[YOUR INSTRUCTIONS]: Copy every one of the items below word for word, without changing any character.
╭─ MATERIAL SHOWN
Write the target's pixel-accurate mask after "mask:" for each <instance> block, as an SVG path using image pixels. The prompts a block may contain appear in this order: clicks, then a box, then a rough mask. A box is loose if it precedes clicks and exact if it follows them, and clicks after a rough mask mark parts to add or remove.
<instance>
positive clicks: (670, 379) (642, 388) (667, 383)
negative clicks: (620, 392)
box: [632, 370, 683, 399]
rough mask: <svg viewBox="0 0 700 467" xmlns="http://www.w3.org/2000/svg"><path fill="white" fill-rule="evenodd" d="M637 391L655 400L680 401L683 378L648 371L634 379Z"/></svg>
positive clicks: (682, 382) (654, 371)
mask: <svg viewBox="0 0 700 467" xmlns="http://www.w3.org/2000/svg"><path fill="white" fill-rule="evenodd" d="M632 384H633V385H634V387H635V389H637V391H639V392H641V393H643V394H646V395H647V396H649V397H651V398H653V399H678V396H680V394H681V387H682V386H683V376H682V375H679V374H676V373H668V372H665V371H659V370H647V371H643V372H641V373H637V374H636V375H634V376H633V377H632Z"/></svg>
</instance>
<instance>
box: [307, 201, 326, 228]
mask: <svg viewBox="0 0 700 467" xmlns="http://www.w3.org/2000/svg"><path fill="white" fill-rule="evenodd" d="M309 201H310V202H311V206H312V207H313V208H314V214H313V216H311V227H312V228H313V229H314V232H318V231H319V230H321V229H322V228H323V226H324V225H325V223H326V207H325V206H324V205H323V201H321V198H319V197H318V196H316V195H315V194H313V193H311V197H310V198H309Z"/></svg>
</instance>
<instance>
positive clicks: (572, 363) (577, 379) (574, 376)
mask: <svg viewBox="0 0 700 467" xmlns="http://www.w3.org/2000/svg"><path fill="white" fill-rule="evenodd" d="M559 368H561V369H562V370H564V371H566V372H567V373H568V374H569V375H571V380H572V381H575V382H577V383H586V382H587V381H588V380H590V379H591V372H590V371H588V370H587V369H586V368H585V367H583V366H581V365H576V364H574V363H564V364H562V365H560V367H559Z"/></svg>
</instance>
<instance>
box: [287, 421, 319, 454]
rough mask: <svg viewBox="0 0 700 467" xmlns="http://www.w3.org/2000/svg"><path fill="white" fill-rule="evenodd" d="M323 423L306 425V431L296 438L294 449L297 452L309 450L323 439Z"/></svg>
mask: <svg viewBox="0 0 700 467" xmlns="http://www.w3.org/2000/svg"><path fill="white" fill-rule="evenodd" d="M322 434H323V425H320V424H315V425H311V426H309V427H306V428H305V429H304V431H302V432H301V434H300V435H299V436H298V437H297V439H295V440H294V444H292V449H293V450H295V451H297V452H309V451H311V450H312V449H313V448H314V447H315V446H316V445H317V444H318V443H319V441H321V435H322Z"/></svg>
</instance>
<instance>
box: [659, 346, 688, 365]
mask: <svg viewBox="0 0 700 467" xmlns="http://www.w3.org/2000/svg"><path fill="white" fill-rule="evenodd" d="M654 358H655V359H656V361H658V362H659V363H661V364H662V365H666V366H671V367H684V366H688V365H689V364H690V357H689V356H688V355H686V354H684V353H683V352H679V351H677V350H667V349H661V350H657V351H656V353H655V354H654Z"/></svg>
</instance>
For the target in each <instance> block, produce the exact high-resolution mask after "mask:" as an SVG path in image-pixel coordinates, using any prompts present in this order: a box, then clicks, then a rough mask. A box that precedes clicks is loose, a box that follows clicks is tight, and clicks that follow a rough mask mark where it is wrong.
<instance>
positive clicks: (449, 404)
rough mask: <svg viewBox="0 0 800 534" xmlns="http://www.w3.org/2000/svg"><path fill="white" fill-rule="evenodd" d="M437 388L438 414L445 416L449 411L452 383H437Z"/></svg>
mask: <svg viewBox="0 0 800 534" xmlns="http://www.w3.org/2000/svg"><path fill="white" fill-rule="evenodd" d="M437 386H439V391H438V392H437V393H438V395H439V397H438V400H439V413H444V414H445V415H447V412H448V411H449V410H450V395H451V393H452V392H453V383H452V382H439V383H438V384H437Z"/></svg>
╰─
[ANSWER SECTION]:
Write the target's pixel-accurate mask after "mask:" for each <instance> block, as an SVG path using image pixels. The prompts a block may contain appear in this order: clicks, then a box, then a rough mask. A box is loose if it precedes clicks and exact if it follows them, and clicks after a rough mask mark parts to add or remove.
<instance>
positive clicks: (670, 379) (642, 388) (667, 383)
negative clicks: (620, 392)
box: [632, 370, 683, 399]
rough mask: <svg viewBox="0 0 700 467" xmlns="http://www.w3.org/2000/svg"><path fill="white" fill-rule="evenodd" d="M637 391L655 400L680 401L683 378L648 371L634 379Z"/></svg>
positive clicks: (682, 382) (654, 371)
mask: <svg viewBox="0 0 700 467" xmlns="http://www.w3.org/2000/svg"><path fill="white" fill-rule="evenodd" d="M632 384H633V385H634V387H635V389H637V391H639V392H641V393H643V394H646V395H647V396H649V397H651V398H653V399H678V396H680V394H681V387H682V386H683V376H682V375H679V374H676V373H668V372H665V371H659V370H647V371H643V372H641V373H637V374H636V375H634V376H633V377H632Z"/></svg>
</instance>
<instance>
box: [307, 201, 326, 228]
mask: <svg viewBox="0 0 700 467" xmlns="http://www.w3.org/2000/svg"><path fill="white" fill-rule="evenodd" d="M309 201H310V202H311V206H312V207H313V208H314V214H313V216H311V227H312V228H313V229H314V232H318V231H319V230H321V229H322V228H323V226H324V225H325V223H326V207H325V206H324V205H323V201H321V198H319V197H318V196H316V195H315V194H313V193H311V197H310V198H309Z"/></svg>
</instance>
<instance>
positive clicks: (572, 363) (577, 379) (574, 376)
mask: <svg viewBox="0 0 700 467" xmlns="http://www.w3.org/2000/svg"><path fill="white" fill-rule="evenodd" d="M559 368H561V369H562V370H564V371H566V372H567V373H568V374H569V375H571V380H572V381H575V382H577V383H586V382H587V381H588V380H590V379H591V372H590V371H588V370H587V369H586V368H585V367H583V366H581V365H576V364H574V363H564V364H562V365H560V367H559Z"/></svg>
</instance>
<instance>
box: [287, 421, 319, 454]
rough mask: <svg viewBox="0 0 700 467" xmlns="http://www.w3.org/2000/svg"><path fill="white" fill-rule="evenodd" d="M323 423L306 425V431L296 438L294 449L297 452L309 450L323 439Z"/></svg>
mask: <svg viewBox="0 0 700 467" xmlns="http://www.w3.org/2000/svg"><path fill="white" fill-rule="evenodd" d="M322 434H323V425H320V424H315V425H311V426H309V427H306V428H305V429H304V431H302V432H301V434H300V435H299V436H298V437H297V439H295V440H294V444H292V449H293V450H295V451H297V452H309V451H311V450H312V449H313V448H314V447H315V446H316V445H317V444H318V443H319V441H321V435H322Z"/></svg>
</instance>
<instance>
box: [659, 346, 688, 365]
mask: <svg viewBox="0 0 700 467" xmlns="http://www.w3.org/2000/svg"><path fill="white" fill-rule="evenodd" d="M654 358H655V359H656V361H658V362H659V363H661V364H662V365H666V366H671V367H684V366H688V365H689V364H690V357H689V356H688V355H686V354H684V353H683V352H679V351H677V350H667V349H661V350H657V351H656V353H655V354H654Z"/></svg>
</instance>
For the target in each <instance> block, produce the exact high-resolution mask after "mask:" as an SVG path in image-pixel coordinates, using any prompts present in this order: a box, then clicks, then a rough mask. A box that precedes clicks is loose, a box that follows clicks is tight, and clicks that follow a rough mask mark where it is wrong.
<instance>
positive clicks: (449, 404)
rough mask: <svg viewBox="0 0 800 534" xmlns="http://www.w3.org/2000/svg"><path fill="white" fill-rule="evenodd" d="M437 388L438 414L445 416L449 411L452 383H437Z"/></svg>
mask: <svg viewBox="0 0 800 534" xmlns="http://www.w3.org/2000/svg"><path fill="white" fill-rule="evenodd" d="M437 386H439V391H438V392H437V393H438V395H439V397H438V400H439V413H444V414H445V415H447V412H448V411H449V410H450V395H451V393H452V392H453V383H452V382H439V383H438V384H437Z"/></svg>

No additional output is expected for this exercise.